Do this =>
Retype everything in the material below, from the line containing "One dot marks each instance of the water surface." down to the line containing "[(233, 213), (577, 564)]", including both of those lines, with no changes.

::: Input material

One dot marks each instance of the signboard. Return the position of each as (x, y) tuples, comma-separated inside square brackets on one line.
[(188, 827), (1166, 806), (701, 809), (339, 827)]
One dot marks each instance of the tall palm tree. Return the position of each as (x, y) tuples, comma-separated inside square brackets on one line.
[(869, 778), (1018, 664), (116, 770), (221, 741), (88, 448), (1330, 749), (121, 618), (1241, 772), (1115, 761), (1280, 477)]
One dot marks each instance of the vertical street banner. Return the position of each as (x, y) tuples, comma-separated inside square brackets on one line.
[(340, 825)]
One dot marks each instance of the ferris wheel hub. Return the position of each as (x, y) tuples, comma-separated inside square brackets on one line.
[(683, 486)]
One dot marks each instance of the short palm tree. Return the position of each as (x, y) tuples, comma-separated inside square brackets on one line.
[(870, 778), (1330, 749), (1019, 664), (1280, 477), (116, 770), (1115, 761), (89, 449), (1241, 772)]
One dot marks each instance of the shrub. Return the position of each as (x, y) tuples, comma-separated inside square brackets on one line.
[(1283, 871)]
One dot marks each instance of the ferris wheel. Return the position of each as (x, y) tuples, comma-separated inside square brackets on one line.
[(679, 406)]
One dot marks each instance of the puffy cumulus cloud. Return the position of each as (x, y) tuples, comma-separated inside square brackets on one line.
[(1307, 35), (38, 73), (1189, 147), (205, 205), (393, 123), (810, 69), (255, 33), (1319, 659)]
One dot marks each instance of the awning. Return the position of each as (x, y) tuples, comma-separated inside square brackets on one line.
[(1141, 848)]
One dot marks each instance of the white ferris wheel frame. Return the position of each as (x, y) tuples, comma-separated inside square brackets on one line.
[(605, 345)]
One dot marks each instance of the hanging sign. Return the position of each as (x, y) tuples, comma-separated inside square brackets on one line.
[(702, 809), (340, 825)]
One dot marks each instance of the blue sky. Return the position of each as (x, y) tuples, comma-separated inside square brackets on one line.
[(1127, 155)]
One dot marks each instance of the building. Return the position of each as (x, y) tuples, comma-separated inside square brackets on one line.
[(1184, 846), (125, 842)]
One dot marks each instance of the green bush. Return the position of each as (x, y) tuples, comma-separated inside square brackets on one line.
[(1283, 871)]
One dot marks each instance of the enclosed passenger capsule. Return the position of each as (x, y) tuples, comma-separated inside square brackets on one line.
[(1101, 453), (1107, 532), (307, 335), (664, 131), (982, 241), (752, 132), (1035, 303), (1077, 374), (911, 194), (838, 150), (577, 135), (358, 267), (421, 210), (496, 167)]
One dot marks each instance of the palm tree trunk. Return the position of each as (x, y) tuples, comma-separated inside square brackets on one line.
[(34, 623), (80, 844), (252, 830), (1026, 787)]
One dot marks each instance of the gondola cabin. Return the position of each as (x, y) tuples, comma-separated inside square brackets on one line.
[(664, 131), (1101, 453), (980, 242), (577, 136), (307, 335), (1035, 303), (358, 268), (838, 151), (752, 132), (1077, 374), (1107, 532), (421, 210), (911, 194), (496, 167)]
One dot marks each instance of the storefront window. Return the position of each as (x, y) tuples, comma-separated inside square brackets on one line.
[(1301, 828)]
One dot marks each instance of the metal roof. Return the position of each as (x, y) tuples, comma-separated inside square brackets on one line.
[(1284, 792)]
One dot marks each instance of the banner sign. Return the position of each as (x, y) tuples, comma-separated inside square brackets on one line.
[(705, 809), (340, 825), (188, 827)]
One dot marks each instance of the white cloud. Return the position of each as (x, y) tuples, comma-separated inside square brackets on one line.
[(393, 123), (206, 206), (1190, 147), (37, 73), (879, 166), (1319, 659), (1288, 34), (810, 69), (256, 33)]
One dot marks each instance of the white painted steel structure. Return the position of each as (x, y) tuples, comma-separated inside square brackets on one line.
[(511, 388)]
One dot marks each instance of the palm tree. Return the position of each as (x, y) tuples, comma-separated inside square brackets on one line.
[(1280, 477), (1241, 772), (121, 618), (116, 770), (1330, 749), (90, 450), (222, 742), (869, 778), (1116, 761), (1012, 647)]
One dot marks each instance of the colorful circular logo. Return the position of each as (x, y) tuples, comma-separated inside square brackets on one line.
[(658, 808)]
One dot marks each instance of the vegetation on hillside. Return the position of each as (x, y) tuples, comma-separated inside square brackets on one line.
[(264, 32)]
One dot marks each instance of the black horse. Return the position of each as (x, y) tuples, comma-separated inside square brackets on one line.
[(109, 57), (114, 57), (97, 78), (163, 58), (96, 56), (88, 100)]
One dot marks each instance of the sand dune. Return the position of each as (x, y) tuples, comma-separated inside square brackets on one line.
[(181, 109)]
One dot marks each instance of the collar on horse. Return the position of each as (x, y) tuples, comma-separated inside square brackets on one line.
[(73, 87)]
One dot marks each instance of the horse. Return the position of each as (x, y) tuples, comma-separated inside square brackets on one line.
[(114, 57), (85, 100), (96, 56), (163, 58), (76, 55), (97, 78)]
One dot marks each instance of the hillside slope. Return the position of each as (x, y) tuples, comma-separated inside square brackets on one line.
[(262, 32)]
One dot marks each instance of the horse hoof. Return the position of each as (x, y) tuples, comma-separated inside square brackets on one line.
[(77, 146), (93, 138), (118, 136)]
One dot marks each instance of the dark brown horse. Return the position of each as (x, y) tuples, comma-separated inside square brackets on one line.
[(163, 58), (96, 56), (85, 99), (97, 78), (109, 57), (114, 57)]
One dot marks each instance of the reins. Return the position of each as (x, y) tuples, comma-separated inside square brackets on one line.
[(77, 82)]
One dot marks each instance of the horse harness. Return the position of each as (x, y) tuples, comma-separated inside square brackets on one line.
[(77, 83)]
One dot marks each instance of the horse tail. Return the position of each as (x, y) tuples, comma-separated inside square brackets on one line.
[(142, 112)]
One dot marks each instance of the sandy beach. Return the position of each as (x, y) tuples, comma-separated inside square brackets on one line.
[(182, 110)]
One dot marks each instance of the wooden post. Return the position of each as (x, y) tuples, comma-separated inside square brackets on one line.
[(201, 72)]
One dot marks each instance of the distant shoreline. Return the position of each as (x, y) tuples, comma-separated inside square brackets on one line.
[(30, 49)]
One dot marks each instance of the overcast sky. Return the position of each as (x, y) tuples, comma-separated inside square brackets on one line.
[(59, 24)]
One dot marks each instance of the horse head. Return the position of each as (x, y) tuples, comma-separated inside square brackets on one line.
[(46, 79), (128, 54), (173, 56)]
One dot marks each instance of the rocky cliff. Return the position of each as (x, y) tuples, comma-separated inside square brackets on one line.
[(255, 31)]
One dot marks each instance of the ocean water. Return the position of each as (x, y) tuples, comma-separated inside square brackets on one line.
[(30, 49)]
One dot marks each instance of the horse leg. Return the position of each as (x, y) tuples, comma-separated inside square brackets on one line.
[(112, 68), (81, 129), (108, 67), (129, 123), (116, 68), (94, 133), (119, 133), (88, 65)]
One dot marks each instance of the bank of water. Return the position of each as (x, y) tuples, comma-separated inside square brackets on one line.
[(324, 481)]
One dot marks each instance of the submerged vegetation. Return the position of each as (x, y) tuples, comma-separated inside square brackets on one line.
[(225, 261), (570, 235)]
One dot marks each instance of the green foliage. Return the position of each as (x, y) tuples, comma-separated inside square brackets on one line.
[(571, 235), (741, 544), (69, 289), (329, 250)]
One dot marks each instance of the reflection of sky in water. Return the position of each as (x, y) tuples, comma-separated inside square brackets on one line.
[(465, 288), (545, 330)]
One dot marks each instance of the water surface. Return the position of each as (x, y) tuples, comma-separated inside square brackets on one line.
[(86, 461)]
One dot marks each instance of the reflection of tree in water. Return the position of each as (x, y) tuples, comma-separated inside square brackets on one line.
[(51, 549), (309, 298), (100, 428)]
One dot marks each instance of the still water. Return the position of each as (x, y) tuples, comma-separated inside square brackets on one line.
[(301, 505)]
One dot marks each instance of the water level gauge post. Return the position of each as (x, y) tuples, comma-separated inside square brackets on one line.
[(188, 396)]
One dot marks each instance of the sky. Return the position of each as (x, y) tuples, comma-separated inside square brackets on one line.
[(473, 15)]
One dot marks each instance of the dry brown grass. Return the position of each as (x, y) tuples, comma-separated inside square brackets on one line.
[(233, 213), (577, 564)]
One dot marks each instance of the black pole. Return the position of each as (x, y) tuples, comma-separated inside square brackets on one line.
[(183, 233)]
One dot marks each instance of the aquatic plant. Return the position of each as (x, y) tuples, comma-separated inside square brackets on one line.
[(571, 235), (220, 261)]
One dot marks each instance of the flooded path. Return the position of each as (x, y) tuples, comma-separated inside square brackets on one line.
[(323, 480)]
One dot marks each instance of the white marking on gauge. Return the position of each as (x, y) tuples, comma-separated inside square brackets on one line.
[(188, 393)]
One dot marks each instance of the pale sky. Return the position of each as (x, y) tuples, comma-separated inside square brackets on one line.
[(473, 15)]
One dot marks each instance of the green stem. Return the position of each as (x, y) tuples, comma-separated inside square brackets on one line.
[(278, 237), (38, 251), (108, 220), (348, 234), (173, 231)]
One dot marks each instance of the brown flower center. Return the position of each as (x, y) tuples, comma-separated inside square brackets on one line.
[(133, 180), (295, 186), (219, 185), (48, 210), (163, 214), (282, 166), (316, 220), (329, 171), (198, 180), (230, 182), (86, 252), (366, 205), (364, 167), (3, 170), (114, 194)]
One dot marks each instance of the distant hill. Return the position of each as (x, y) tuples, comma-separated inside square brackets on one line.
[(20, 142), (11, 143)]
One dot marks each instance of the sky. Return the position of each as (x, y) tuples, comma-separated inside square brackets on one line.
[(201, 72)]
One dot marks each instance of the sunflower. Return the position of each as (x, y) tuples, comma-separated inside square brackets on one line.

::::::

Finished exercise =>
One dot marks each instance of the water surface. Return the position of each as (x, y) tuples, comma-separated inside square brackets on one line.
[(86, 461)]
One dot marks each instance of the reflection of tree in water. Return the position of each as (x, y) tuples, comma-separated inside square brackets on one line.
[(51, 549), (309, 298), (100, 428)]
One dot marks each instance of the still water. Return the position of each as (x, y) tuples, comma-separated inside square brackets on one line.
[(301, 505)]
One dot marks each instance of the water level gauge post. Return the position of each as (x, y) tuples, comma-separated inside square brackets on one line.
[(188, 396)]
One dot marks each instance of the sky. Return the position of each as (x, y) tuples, comma-separated inside square brackets on one line.
[(473, 15)]
One dot marks each instance of the dry brown grass. Return the position of each as (x, y) tuples, comma-separated inside square brackets on one line.
[(233, 213), (577, 564)]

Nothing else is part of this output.